> Task statement
In the rows below, starting with the line containing "carpet. Keep to one point per instance." and continuing through the final row, substitute "occurrence" for every "instance". Write those lines out again with nothing else changed.

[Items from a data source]
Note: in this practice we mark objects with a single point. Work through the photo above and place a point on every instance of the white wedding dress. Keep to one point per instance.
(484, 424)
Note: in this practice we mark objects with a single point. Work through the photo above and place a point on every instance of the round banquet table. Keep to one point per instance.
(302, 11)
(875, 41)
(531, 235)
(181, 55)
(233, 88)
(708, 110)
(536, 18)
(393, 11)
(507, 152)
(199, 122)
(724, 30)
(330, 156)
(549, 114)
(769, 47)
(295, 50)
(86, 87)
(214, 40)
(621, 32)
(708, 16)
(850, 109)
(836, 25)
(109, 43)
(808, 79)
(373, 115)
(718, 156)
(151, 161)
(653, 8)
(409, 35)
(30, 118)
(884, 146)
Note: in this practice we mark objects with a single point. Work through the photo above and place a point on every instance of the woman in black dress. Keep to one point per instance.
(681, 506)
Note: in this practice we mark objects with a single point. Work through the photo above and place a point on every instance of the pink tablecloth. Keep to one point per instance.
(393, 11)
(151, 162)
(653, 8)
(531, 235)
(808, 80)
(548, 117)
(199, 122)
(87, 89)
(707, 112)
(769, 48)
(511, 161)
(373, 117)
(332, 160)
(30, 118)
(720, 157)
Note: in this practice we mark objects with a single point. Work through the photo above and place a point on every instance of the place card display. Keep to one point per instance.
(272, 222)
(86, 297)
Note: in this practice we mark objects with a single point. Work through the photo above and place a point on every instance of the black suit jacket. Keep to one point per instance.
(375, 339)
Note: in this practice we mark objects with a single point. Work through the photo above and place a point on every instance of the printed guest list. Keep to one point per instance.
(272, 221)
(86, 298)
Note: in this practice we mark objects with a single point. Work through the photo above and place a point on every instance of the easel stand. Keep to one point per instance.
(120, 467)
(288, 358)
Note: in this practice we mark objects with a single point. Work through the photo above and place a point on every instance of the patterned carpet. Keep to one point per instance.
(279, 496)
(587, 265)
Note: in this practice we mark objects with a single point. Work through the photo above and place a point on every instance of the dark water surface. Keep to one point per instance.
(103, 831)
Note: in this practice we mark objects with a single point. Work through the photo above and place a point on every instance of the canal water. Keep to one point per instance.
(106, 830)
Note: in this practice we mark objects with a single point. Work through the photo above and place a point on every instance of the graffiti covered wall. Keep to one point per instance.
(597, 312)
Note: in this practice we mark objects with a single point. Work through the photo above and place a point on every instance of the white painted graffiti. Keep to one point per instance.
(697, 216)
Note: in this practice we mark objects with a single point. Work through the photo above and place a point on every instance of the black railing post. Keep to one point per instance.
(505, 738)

> Problem solution
Note: in this practice we mark objects with a single point. Work through the photo above and place a point on every occurrence of the patterned carpet. Keep to one point per occurrence.
(279, 496)
(587, 265)
Note: in this practice we mark objects with a single point. Work through the photo above and place a point on every occurrence of the dark water surface. Keep to one point per occurrence.
(103, 831)
Note: in this practice we mark objects with a single point. Work through the photo above and place a point on every occurrence of the canal water. Keep to one point per occurrence.
(106, 830)
Note: in this practice we mark objects with a single point. Work through the photo above and place a point on every occurrence of the graffiti covered wall. Keep to one point per occurrence.
(597, 312)
Note: in this practice we mark objects with a single point. Work through the photo above and place a point on every occurrence of the white painted graffiti. Keep to one point per occurrence.
(697, 216)
Note: in this practice we mark objects with a single point. Work through the photo above and place a point on every occurrence of the black railing post. Keep to one point per occurrence.
(505, 738)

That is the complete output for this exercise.